Township in Ohio, US

Pleasant Township is one of the thirteen townships of Henry County, Ohio, United States. As of the 2020 census the population was 1,882.

==Geography==
Located in the southwestern corner of the county, it borders the following townships:
- Flatrock Township - north
- Monroe Township - northeast corner
- Marion Township - east
- Liberty Township, Putnam County - southeast corner
- Palmer Township, Putnam County - south
- Monroe Township, Putnam County - southwest corner
- Highland Township, Defiance County - west
- Richland Township, Defiance County - northwest corner

Most of the village of Holgate is located in northeastern Pleasant Township, and the village of New Bavaria (the smallest village in Henry County) is located in the center of the township.

==Name and history==
It is one of fifteen Pleasant Townships statewide.

==Government==
The township is governed by a three-member board of trustees, who are elected in November of odd-numbered years to a four-year term beginning on the following January 1. Two are elected in the year after the presidential election and one is elected in the year before it. There is also an elected township fiscal officer, who serves a four-year term beginning on April 1 of the year after the election, which is held in November of the year before the presidential election. Vacancies in the fiscal officership or on the board of trustees are filled by the remaining trustees.

Public education for the township is administered by the Holgate Local School District.

※ ※ ※

__EXPLORE THE MATERIAL__.
[1] Answer these questions from the text on Pleasant Township:
(a) What was the township's population in the 2020 census?
(b) Which village is located in the center of the township?
(c) Which school district administers public education for the township?
[2] Echo part of the text on Pleasant Township word for word, starting at the words "Township in Ohio, US" and stopping after "population was 1,882.".
[3] Please summarize the text on Pleasant Township in two sentences.
None of the lines after this sentence is needed for any task.

Lines taken from a dataset
※ ※ ※

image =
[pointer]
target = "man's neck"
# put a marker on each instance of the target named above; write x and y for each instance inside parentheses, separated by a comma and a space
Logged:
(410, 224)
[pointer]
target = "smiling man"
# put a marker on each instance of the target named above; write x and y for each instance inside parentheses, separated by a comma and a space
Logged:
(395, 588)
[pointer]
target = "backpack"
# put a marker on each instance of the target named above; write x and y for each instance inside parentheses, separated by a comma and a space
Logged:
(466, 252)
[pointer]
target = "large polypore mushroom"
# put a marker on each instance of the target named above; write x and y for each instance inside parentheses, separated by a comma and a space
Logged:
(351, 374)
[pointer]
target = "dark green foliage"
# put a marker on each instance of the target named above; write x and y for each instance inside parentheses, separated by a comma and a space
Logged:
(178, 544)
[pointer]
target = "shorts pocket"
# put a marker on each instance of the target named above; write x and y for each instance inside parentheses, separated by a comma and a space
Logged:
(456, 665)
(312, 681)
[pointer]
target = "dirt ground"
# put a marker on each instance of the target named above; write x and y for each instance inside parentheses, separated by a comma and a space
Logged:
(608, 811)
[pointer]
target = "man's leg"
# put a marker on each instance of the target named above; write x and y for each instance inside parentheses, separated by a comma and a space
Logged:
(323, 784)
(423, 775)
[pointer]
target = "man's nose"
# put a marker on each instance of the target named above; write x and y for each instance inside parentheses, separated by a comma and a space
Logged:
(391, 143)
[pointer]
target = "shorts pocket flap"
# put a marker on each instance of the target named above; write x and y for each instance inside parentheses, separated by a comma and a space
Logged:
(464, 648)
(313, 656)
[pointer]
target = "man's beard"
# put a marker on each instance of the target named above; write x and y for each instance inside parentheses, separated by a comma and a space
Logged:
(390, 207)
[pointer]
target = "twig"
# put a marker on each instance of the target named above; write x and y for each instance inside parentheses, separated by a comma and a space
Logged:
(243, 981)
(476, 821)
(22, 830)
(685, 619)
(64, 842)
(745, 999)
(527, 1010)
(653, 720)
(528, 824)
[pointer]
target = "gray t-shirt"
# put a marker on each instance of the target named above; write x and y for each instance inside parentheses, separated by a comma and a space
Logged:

※ ※ ※

__SOLUTIONS BELOW__.
[1]
(a) 1,882
(b) New Bavaria
(c) The Holgate Local School District

[2]
Township in Ohio, US

Pleasant Township is one of the thirteen townships of Henry County, Ohio, United States. As of the 2020 census the population was 1,882.

[3] Pleasant Township is one of the thirteen townships of Henry County, Ohio, lies in the county's southwestern corner, and had a population of 1,882 in the 2020 census. It is governed by a three-member board of trustees and an elected fiscal officer, and the Holgate Local School District administers its public education.